** BEGIN Reading text **

I agree, I think CycloDS deserves a better score... or put the R4 score at like.. 8.5, DS-x at.. 7.5-8... etc..


----------



## bobrules (Jun 21, 2007)

we should actually wait, and then update scores. R4 should get a 9.5, read the review for it, It's out dated.


----------



## stop_loading (Jun 21, 2007)

great review as always

I wonder if it slows down on THDJ though?


----------



## simpson17 (Jun 21, 2007)

edit - delete my post


----------



## quartercast (Jun 21, 2007)

I think the Evo and R4 are pretty even at the moment. The R4 is very cheap and has good slot-2 support, while the Evo has microSDHC support and excellent download play compatibility. Once the Evo's price comes down (its only just been released!) and slot-2 support is implemented, the Evo will easily be the better card. But then again, who knows what tricks the R4 team have up their sleeve!

As far as marking goes, I have plenty of sympathy for shaunj66, quantifying hardware/software faults and features into marks must be very difficult! I think at the end of the day, this sort of marking is rather arbitrary and depends on the reviewer's opinion on how important certain features are.

Of course, some values ARE quantifiable (% download play compatibility, % rom compatibility etc). I think all GBAtempers would appreciated a scorecard showing how  marks are broken down and calculated, and whether they are calculated in a uniform manner among all carts.

** END Reading text **
** BEGIN Dataset rows **

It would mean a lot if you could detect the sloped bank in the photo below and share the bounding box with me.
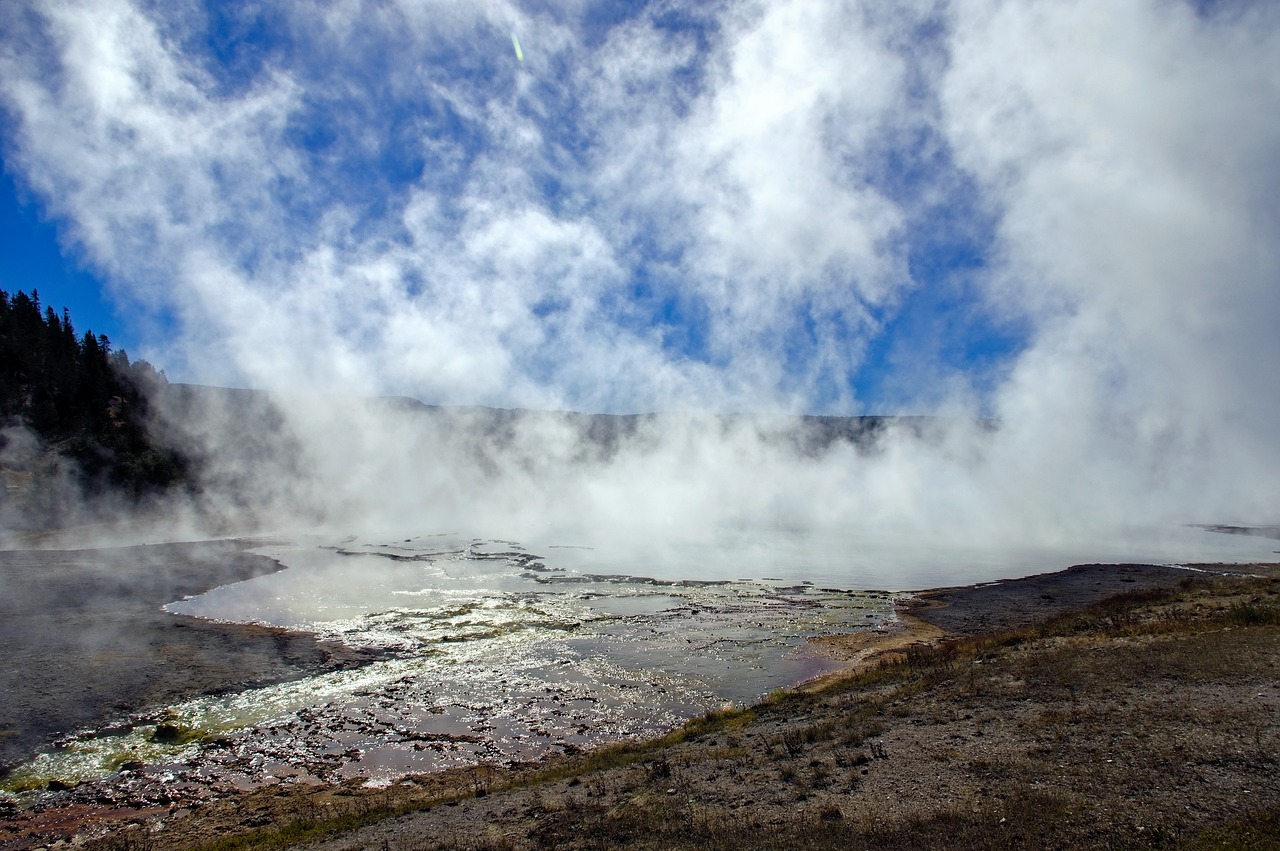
[10,566,1280,850]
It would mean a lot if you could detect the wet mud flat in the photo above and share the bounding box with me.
[0,540,378,775]
[0,557,1280,848]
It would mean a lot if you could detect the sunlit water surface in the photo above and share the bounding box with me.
[5,527,1276,784]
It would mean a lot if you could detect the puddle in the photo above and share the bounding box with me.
[6,536,892,791]
[5,530,1256,799]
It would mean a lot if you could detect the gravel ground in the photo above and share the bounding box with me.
[0,566,1280,851]
[0,540,378,774]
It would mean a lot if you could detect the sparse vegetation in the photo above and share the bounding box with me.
[12,563,1280,851]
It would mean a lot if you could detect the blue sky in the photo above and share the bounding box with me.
[0,0,1276,432]
[0,157,133,348]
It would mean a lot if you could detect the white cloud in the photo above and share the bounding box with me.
[0,0,1280,547]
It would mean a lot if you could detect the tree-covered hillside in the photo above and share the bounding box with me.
[0,290,191,514]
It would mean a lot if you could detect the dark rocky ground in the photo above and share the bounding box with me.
[0,566,1280,851]
[0,540,378,773]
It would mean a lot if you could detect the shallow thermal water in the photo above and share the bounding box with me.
[5,529,1276,784]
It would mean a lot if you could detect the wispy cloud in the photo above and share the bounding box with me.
[0,0,1280,540]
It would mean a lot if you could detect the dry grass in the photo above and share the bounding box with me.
[74,577,1280,851]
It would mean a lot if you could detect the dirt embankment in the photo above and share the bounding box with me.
[7,566,1280,851]
[0,540,378,773]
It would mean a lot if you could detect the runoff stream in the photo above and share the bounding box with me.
[0,529,1275,802]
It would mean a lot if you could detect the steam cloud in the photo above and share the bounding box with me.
[0,0,1280,555]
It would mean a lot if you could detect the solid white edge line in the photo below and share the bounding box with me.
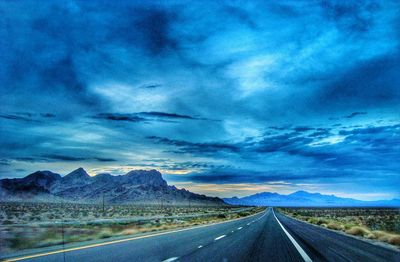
[272,209,312,262]
[2,210,266,262]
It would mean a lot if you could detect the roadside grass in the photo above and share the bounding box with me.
[0,203,263,254]
[280,208,400,247]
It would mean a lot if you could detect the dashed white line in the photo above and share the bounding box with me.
[272,209,312,262]
[162,257,178,262]
[214,235,226,241]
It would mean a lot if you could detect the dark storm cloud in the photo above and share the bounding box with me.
[93,112,214,122]
[43,155,87,161]
[93,113,147,122]
[147,136,240,154]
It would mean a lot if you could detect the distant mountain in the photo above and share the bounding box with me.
[223,191,400,207]
[0,168,225,205]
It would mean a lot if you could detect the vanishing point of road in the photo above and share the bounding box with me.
[3,208,400,262]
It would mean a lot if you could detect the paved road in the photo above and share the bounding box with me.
[3,208,400,262]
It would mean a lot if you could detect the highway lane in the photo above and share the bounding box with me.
[3,208,400,262]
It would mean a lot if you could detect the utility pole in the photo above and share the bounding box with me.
[102,191,105,217]
[61,199,65,262]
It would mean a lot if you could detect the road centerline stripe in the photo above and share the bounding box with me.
[272,209,312,262]
[214,235,226,241]
[4,210,266,262]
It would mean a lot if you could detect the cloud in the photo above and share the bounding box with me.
[345,112,367,118]
[0,0,400,199]
[93,113,147,123]
[147,136,240,154]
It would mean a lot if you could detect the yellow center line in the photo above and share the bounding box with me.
[4,210,265,262]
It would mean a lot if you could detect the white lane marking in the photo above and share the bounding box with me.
[272,209,312,262]
[162,257,178,262]
[5,211,266,262]
[214,235,226,241]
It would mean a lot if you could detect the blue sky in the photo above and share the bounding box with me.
[0,1,400,199]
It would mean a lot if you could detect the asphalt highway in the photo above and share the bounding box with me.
[3,208,400,262]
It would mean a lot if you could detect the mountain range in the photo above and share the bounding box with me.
[223,191,400,207]
[0,168,226,205]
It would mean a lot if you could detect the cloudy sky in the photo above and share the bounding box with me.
[0,1,400,199]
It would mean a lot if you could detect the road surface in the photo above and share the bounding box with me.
[3,208,400,262]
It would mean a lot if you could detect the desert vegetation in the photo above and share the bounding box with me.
[0,203,262,254]
[280,208,400,247]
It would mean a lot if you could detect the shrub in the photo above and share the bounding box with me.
[327,222,343,230]
[388,235,400,246]
[346,226,371,236]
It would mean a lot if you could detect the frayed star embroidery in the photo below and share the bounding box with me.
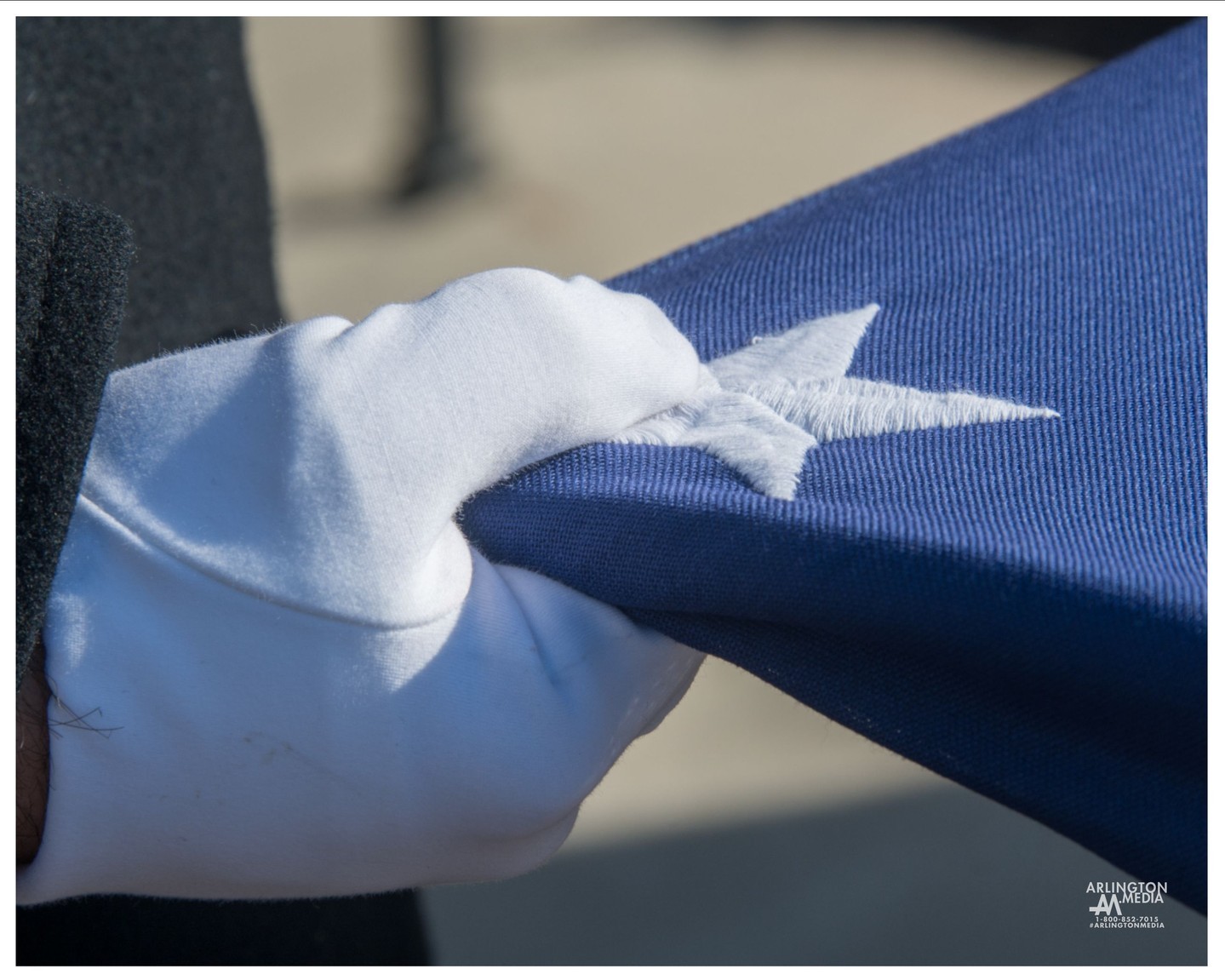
[616,304,1058,500]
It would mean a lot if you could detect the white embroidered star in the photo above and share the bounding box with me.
[616,304,1058,500]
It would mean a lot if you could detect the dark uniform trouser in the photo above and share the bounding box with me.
[17,19,427,966]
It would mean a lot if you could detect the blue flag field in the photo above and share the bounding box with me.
[464,22,1208,910]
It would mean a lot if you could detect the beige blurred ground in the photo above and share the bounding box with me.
[248,19,1205,963]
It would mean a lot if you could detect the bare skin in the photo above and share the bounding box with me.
[17,640,50,865]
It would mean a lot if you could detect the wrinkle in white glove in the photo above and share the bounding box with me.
[19,270,701,903]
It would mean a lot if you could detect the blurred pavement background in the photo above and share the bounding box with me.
[248,19,1206,964]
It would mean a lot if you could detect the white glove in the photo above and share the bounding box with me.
[17,270,701,903]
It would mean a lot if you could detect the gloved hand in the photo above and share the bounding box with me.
[19,270,700,903]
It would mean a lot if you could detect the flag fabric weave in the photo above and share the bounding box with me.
[463,22,1206,910]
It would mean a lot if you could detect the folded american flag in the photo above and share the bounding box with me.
[464,22,1208,910]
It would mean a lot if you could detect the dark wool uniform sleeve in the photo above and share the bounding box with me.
[17,186,132,687]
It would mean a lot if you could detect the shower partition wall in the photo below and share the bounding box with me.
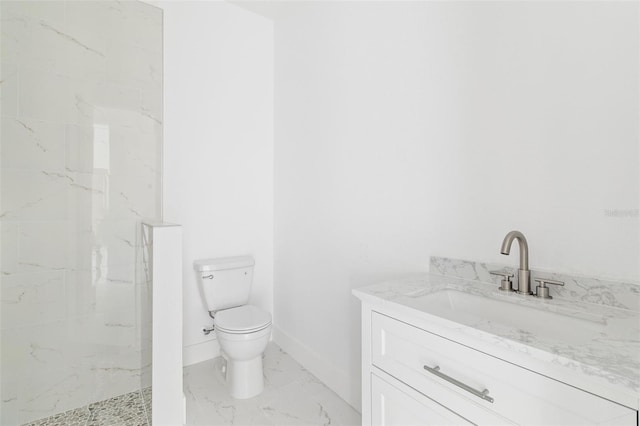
[0,1,162,425]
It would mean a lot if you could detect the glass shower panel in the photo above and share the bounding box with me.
[0,1,162,425]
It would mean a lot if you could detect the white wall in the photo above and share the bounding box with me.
[268,2,640,412]
[161,1,273,365]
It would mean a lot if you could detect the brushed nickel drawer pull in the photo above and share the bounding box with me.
[424,365,493,403]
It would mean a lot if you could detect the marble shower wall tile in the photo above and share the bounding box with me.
[429,256,640,311]
[0,0,162,425]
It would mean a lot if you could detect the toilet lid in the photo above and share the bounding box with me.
[213,305,271,333]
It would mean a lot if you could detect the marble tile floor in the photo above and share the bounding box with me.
[25,343,361,426]
[184,342,361,426]
[21,388,151,426]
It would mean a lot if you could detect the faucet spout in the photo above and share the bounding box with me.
[500,231,529,271]
[500,231,531,294]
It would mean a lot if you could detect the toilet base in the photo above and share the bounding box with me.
[226,354,264,399]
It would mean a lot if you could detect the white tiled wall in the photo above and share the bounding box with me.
[0,1,162,425]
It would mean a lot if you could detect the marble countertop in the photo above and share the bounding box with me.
[353,274,640,410]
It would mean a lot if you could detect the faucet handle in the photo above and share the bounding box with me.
[534,278,564,299]
[489,271,513,291]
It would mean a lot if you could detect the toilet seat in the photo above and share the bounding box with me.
[213,305,271,334]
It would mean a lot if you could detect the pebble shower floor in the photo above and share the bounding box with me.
[21,387,151,426]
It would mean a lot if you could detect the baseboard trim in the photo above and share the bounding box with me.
[182,339,220,367]
[273,325,360,412]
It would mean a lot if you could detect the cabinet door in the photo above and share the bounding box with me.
[371,374,473,426]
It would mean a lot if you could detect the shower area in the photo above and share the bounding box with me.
[0,0,163,426]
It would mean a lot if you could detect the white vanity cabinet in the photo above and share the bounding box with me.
[371,373,473,425]
[362,303,638,426]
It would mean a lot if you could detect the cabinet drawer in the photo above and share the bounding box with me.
[371,373,473,426]
[371,312,637,425]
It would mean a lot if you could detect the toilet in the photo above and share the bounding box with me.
[193,256,271,399]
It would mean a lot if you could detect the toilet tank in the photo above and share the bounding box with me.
[193,256,255,311]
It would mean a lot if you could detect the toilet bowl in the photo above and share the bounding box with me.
[193,256,271,399]
[213,305,271,399]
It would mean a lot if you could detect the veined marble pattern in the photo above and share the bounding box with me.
[20,388,151,426]
[0,0,162,426]
[353,274,640,407]
[184,342,361,426]
[429,256,640,312]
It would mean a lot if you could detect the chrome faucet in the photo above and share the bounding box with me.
[500,231,532,294]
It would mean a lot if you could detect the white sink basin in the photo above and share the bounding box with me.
[402,289,606,344]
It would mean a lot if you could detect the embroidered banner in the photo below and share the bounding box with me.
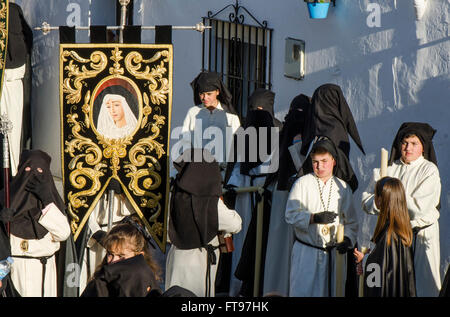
[60,44,173,252]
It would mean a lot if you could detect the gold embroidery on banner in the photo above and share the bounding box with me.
[125,50,171,105]
[109,47,124,75]
[61,51,108,104]
[0,3,8,69]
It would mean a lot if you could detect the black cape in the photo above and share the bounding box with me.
[241,88,281,175]
[191,71,237,115]
[0,210,20,297]
[169,149,222,250]
[388,122,437,166]
[276,94,311,190]
[297,84,365,192]
[81,254,159,297]
[6,2,33,152]
[364,226,416,297]
[302,84,365,157]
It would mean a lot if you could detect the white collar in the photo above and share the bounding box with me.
[399,155,425,166]
[199,101,224,113]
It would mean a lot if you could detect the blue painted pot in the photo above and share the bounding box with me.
[307,2,330,19]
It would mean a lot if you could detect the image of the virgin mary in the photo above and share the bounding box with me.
[97,94,137,139]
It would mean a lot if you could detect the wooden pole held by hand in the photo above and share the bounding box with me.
[380,148,388,178]
[336,223,347,297]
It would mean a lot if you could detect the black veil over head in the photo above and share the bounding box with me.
[191,71,237,114]
[388,122,437,166]
[302,84,365,158]
[169,149,222,250]
[277,94,311,190]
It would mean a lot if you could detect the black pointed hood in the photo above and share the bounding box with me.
[388,122,437,166]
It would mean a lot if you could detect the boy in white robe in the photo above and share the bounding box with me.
[286,139,358,297]
[0,150,70,297]
[165,149,242,297]
[362,122,441,297]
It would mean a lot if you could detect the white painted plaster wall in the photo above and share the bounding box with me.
[17,0,450,280]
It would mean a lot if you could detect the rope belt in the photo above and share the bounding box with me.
[204,244,219,297]
[295,236,336,297]
[11,254,55,297]
[99,221,120,228]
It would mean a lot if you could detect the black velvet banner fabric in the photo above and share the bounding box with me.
[60,44,173,251]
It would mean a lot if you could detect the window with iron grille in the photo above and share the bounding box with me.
[202,1,273,119]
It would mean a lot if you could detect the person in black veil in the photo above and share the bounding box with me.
[0,2,33,188]
[81,216,161,297]
[362,122,441,297]
[177,71,241,175]
[226,88,281,296]
[298,84,365,192]
[276,94,311,190]
[165,149,242,297]
[285,137,358,297]
[297,83,365,296]
[354,177,416,297]
[0,150,76,297]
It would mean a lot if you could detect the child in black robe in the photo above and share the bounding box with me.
[354,177,416,297]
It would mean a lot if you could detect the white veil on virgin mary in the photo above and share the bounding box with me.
[97,94,137,139]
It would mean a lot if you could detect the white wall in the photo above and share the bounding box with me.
[17,0,450,278]
[135,0,450,271]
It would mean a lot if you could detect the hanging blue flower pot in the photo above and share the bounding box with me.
[308,2,330,19]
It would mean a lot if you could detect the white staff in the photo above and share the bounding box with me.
[336,223,347,297]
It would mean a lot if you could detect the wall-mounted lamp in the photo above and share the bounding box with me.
[284,37,305,80]
[414,0,428,21]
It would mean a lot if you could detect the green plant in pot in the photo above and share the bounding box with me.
[304,0,336,19]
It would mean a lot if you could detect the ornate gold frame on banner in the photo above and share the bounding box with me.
[60,44,173,252]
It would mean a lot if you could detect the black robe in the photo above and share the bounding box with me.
[0,150,77,297]
[364,226,416,297]
[81,254,159,297]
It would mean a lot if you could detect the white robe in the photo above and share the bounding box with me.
[0,64,25,176]
[11,203,70,297]
[227,160,274,296]
[80,194,134,294]
[362,156,441,296]
[179,102,241,163]
[165,199,242,297]
[286,173,358,297]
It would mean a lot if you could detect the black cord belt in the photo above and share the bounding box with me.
[11,254,55,297]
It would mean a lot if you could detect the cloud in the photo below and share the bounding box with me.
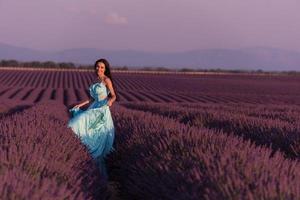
[104,12,128,25]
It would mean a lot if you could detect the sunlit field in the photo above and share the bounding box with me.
[0,69,300,200]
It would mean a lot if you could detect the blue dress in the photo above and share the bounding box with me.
[68,82,115,159]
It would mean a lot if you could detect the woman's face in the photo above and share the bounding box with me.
[96,62,105,75]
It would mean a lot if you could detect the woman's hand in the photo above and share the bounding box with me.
[73,104,81,109]
[107,100,112,107]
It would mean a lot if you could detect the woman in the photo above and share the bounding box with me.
[68,59,116,175]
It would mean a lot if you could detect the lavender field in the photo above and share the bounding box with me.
[0,69,300,200]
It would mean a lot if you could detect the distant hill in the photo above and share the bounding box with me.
[0,43,300,71]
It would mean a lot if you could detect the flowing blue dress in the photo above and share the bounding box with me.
[68,82,115,160]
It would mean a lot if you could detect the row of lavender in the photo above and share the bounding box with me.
[0,70,300,105]
[0,102,108,199]
[124,103,300,159]
[108,105,300,200]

** END Dataset rows **

**Given exercise 1:**
List every username that heads a post in the forum thread about DS flash card review scores.
**Given exercise 2:**
Extend the forum thread about DS flash card review scores, picking up after its last sentence.
The lines above stand apart from the forum thread and are separate material.

**Response 1:**
bobrules, stop_loading, simpson17, quartercast

**Response 2:**
----------



## ZdProjects (Jun 21, 2007)

there isn't even microSDHC cards out yet, or at least i can't find any, i found regular SDHC cards. anyone know where to find one?


----------



## rest0re (Jun 21, 2007)

woah even jesus loves this cart. perfect 10/10. now everybody go and buy this and forget r4


----------



## quartercast (Jun 21, 2007)

QUOTE(ZdProjects @ Jun 21 2007 said:


> there isn't even microSDHC cards out yet, or at least i can't find any, i found regular SDHC cards. anyone know where to find one?




Have a look here!


Edit: added quote


----------



## faceless (Jun 21, 2007)

nice review.


----------



## grubbymitts (Jun 21, 2007)

great review.  After my Ewin2 decided not to want to load the last 4 releases, I have ordered one of these babies.


----------



## Houou (Jun 21, 2007)

This... looks considerably better than a 8.7. Nice review there, anyhow.


----------



## stop_loading (Jun 21, 2007)

QUOTE(quartercast @ Jun 21 2007 said:


> As far as marking goes, I have plenty of sympathy for shaunj66, quantifying hardware/software faults and features into marks must be very difficult!



I think he did a great job, 8.7 seems perfect to me

people need to understand that review scores reflects the quality at a specific timeframe and condition,

I dont mind DS-X having 9.0 score since it's the very first slot 1 card that works, even though right now it's an expensive POS compared to R4/cyclo/G6R

what cyclo did was enhance the feature of R4, significant enough to push over 8.0, but not revolutionary enough to achieve  9.0

for comparison; OoT has significantly high review across game sites, however it if's reviewed right now, compared to today's game standard, it's not getting anywhere as high, the graphics and sound quality alone takes a hit

so IMO, they don't have to re-review all those flashcart, since they are improving over time and better flash cards are going to be released in the future, but probably one or two sentence like this would help in the end of the score:

"The review scores given are based of the quality of the card compared to their competitions at a specific timeframe and condition."


----------



## 4saken (Jun 21, 2007)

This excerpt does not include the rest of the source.